> _WHAT IS NEEDED_
Every line of the material must be copied exactly.

━━━ EXCERPTED RECORDS ━━━

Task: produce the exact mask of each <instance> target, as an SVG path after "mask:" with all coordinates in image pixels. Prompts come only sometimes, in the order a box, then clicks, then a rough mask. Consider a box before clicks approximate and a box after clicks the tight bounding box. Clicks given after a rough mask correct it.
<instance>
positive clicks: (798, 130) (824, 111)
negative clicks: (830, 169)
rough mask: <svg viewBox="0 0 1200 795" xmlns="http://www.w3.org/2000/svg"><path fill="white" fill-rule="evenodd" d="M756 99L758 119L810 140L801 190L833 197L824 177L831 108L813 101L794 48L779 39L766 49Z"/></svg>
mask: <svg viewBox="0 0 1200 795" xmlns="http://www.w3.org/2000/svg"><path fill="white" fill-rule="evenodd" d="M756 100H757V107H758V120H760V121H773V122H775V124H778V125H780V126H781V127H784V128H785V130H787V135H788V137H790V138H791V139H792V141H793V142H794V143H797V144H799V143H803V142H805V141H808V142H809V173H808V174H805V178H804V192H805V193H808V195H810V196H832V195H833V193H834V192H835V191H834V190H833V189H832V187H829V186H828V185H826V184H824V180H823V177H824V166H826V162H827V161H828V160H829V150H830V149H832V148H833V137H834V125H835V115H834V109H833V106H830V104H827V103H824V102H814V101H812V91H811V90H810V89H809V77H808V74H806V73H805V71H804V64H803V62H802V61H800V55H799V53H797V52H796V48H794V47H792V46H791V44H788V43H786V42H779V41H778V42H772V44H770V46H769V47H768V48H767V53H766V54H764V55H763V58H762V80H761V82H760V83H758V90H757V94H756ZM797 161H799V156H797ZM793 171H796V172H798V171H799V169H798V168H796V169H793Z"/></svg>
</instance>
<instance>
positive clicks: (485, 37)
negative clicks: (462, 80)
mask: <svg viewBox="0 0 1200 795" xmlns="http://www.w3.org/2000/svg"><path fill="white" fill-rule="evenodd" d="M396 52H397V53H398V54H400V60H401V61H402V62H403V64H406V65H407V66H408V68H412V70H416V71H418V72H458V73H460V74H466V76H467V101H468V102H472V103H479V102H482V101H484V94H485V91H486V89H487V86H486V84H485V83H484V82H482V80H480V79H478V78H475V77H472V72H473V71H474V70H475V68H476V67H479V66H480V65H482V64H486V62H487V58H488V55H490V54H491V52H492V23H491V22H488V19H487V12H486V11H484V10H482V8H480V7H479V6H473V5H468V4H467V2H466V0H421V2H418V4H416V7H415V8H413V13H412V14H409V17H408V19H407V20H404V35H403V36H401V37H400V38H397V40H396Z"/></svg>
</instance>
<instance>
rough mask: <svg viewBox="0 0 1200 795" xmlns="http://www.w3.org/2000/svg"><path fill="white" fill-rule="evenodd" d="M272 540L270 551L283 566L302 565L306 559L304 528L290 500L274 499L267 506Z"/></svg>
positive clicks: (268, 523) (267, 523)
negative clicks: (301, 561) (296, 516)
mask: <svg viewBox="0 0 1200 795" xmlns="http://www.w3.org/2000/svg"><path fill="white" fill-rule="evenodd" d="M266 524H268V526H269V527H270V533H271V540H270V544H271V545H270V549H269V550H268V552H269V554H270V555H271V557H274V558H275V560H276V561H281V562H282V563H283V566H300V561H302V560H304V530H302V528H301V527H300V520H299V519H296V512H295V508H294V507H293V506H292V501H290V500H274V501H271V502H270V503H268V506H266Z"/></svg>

━━━

> _RESULT BELOW_
Task: produce the exact mask of each <instance> target, as an SVG path after "mask:" with all coordinates in image pixels. Prompts come only sometimes, in the order a box, then clicks, then a rough mask. Consider a box before clicks approximate and a box after clicks the tight bounding box. Clicks given after a rough mask correct it.
<instance>
positive clicks: (798, 130) (824, 111)
negative clicks: (830, 169)
rough mask: <svg viewBox="0 0 1200 795" xmlns="http://www.w3.org/2000/svg"><path fill="white" fill-rule="evenodd" d="M756 99L758 119L810 140L801 190L833 197L824 177L831 108L813 101L794 48L779 39L766 49Z"/></svg>
mask: <svg viewBox="0 0 1200 795" xmlns="http://www.w3.org/2000/svg"><path fill="white" fill-rule="evenodd" d="M756 100H757V107H758V120H760V121H773V122H775V124H778V125H780V126H781V127H784V128H785V130H787V135H788V137H790V138H791V139H792V141H793V142H794V143H797V144H799V143H803V142H805V141H808V142H809V173H808V174H805V178H804V192H805V193H808V195H810V196H832V195H833V193H834V192H835V191H834V190H833V189H832V187H829V186H828V185H826V184H824V180H823V177H824V166H826V162H827V161H828V160H829V150H830V149H832V148H833V137H834V125H835V115H834V109H833V106H830V104H827V103H824V102H814V101H812V91H811V90H810V89H809V77H808V74H806V73H805V71H804V64H803V62H802V61H800V55H799V53H797V52H796V48H794V47H792V46H791V44H788V43H786V42H779V41H778V42H772V44H770V46H769V47H768V48H767V53H766V54H764V55H763V58H762V80H761V82H760V83H758V90H757V94H756ZM797 161H799V156H797ZM793 171H796V172H798V171H799V169H798V168H796V169H793Z"/></svg>
</instance>
<instance>
positive clicks: (485, 37)
negative clicks: (462, 80)
mask: <svg viewBox="0 0 1200 795" xmlns="http://www.w3.org/2000/svg"><path fill="white" fill-rule="evenodd" d="M396 52H397V53H398V54H400V60H401V61H402V62H403V64H406V65H407V66H408V68H412V70H416V71H418V72H458V73H460V74H466V76H467V101H468V102H472V103H479V102H482V101H484V94H485V91H486V89H487V86H486V84H485V83H484V82H482V80H480V79H478V78H475V77H472V72H473V71H474V70H475V68H476V67H479V66H480V65H482V64H486V62H487V58H488V55H490V54H491V52H492V23H491V22H488V19H487V12H486V11H484V10H482V8H480V7H479V6H473V5H468V4H467V2H466V0H421V2H418V4H416V7H415V8H413V13H412V14H409V17H408V19H407V20H404V35H403V36H401V37H400V38H397V40H396Z"/></svg>
</instance>
<instance>
rough mask: <svg viewBox="0 0 1200 795" xmlns="http://www.w3.org/2000/svg"><path fill="white" fill-rule="evenodd" d="M272 540L270 551L283 566L302 565L306 559L304 528L290 500L274 499L267 506Z"/></svg>
positive clicks: (268, 523) (267, 523)
negative clicks: (301, 561) (296, 516)
mask: <svg viewBox="0 0 1200 795" xmlns="http://www.w3.org/2000/svg"><path fill="white" fill-rule="evenodd" d="M266 524H268V526H269V527H270V533H271V540H270V544H271V545H270V549H269V550H268V552H269V554H270V555H271V557H274V558H275V560H276V561H281V562H282V563H283V566H300V561H302V560H304V530H302V528H301V527H300V520H299V519H296V512H295V508H294V507H293V506H292V501H290V500H274V501H271V502H270V503H268V506H266Z"/></svg>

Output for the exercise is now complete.